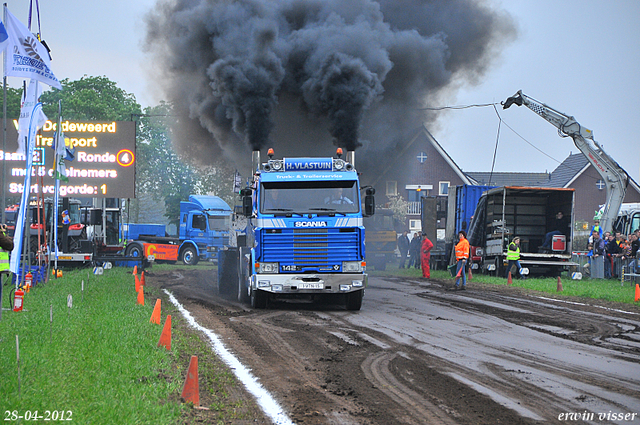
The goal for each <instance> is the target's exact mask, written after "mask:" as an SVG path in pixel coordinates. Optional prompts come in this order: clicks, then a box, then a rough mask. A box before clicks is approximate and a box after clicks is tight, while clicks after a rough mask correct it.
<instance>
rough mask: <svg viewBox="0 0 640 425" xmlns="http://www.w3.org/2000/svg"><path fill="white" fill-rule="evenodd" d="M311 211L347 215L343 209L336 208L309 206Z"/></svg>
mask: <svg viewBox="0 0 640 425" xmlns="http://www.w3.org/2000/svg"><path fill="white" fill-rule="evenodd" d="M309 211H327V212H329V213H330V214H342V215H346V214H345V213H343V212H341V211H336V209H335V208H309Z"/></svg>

...

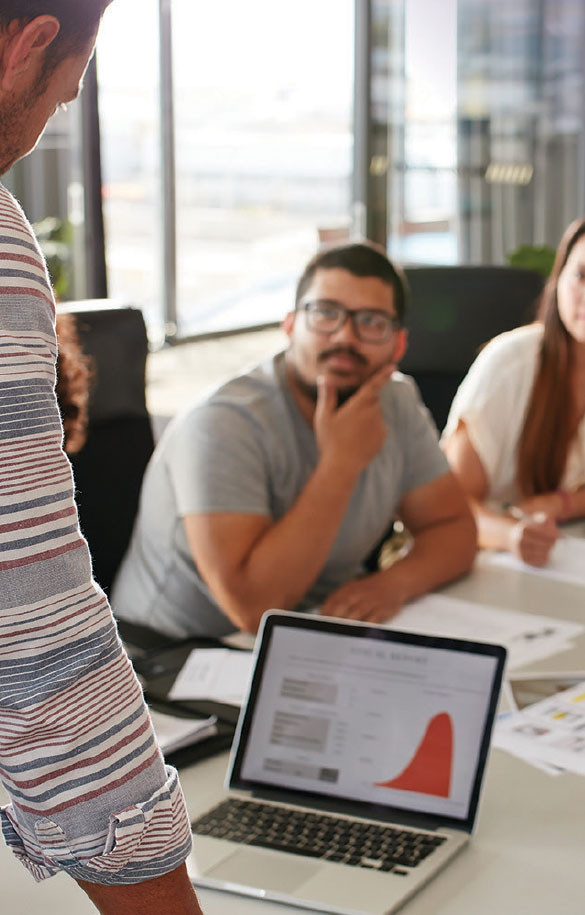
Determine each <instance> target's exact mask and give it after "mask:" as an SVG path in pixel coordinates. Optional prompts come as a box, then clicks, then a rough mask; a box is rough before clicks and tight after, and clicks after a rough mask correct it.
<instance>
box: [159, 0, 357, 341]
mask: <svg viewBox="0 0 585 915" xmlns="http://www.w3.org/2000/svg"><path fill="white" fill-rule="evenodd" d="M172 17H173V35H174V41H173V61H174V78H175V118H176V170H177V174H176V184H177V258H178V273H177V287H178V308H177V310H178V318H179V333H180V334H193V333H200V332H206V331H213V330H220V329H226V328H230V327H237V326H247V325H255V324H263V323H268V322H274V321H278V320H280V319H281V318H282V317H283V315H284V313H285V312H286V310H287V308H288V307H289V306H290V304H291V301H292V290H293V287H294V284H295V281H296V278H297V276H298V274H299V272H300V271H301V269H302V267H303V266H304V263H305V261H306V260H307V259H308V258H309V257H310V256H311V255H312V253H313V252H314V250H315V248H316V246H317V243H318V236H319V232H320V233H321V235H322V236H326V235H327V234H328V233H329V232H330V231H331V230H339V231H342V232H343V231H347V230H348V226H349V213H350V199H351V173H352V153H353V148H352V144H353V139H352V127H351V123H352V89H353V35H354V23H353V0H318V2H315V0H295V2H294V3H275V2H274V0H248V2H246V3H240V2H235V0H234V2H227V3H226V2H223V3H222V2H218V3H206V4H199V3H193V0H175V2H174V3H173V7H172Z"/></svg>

◆ **Prompt**:
Pull out every line of the records that contains the word "rough", and copy each one in full.

◆ **Written solution**:
The goal for each <instance> is the target's exact mask, written after "mask:" as an SVG path in pixel coordinates. Optional prompts come in this order: clicks, then a box, then a rough mask. A box before clicks is approximate and a box after clicks is tight, while clicks after a rough mask correct it.
rough mask: <svg viewBox="0 0 640 425" xmlns="http://www.w3.org/2000/svg"><path fill="white" fill-rule="evenodd" d="M311 211L347 215L343 209L336 208L309 206Z"/></svg>
Determine each <instance> target's exact mask and give it after "mask:" as an SVG path in pixel coordinates. Optional prompts come as a box, then clicks, then a rough mask; a box is rough before clicks and tight after, and clicks after a rough mask correct it.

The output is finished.